▶ [What to do]
Pick out every line in the records below that contains the word "clock", and copy each one.

▶ [Material for this task]
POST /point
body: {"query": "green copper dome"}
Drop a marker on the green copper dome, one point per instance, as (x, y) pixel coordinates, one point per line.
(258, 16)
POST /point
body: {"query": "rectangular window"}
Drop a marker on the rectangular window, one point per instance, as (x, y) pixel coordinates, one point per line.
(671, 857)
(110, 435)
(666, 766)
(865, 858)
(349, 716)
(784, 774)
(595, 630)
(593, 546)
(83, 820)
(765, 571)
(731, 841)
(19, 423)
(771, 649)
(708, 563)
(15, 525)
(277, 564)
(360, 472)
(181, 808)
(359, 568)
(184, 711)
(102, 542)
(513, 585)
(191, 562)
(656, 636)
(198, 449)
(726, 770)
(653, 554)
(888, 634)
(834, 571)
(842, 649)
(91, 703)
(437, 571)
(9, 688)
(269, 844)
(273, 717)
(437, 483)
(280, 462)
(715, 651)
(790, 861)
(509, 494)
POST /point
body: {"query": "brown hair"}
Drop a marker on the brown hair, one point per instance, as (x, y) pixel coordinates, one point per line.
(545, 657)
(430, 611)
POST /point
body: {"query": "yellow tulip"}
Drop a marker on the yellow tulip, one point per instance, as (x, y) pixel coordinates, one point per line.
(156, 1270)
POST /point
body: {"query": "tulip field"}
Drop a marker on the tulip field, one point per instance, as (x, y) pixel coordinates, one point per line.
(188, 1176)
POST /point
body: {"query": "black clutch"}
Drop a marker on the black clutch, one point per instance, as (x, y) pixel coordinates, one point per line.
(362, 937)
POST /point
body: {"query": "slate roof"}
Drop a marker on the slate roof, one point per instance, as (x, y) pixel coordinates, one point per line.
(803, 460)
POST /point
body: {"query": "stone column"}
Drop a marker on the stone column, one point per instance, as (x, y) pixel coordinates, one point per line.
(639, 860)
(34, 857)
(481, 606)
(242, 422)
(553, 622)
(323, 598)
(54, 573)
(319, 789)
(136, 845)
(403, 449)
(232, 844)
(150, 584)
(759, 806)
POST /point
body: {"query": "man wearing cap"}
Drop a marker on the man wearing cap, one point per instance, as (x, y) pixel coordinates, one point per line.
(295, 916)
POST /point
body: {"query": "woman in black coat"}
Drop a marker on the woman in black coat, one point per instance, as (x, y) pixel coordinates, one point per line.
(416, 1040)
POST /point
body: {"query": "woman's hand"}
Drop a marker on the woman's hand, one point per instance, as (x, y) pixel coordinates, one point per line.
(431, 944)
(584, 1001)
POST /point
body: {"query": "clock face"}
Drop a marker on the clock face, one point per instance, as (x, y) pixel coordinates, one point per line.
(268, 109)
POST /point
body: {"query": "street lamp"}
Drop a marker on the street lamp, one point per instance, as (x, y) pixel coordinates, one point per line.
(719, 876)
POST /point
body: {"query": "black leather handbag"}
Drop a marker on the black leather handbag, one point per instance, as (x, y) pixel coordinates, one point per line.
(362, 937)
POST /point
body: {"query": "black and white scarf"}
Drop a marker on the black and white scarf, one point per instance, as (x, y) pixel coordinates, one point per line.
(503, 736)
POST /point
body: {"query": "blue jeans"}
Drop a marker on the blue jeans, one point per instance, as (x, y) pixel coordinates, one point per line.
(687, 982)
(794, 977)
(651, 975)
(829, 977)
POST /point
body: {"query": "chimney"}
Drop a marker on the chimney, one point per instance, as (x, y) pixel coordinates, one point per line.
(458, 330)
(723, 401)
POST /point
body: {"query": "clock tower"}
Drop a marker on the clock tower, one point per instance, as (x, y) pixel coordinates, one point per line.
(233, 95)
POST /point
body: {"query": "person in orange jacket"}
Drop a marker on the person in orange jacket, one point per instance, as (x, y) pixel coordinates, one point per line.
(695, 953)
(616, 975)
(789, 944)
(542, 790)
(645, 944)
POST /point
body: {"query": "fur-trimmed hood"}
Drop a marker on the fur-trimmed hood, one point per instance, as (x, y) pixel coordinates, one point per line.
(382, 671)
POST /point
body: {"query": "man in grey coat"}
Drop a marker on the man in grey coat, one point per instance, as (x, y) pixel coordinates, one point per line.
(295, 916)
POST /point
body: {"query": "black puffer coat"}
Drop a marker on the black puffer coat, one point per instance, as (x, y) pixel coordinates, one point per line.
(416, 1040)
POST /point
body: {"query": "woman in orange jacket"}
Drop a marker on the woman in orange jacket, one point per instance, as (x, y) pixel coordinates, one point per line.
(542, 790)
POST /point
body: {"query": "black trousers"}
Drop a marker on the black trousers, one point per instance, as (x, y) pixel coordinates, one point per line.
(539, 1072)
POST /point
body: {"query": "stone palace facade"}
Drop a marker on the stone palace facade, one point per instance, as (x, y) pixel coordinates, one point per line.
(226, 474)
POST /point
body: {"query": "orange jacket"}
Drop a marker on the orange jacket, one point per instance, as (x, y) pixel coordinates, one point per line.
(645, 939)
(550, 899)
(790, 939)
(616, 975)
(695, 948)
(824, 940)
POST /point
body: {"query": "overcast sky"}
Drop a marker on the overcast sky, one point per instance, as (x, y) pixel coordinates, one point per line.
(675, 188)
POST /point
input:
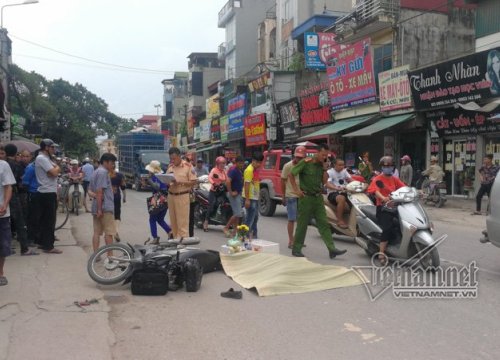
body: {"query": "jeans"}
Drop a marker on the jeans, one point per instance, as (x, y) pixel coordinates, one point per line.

▶ [Result of the task]
body: {"query": "clock face"}
Drop a marker on the clock face, one point per instance, as (x, y) pixel coordinates, one point per line.
body: {"query": "clock tower"}
Drop a marker on the clock tower, one point per instance, as (x, y) pixel coordinates, one point per line.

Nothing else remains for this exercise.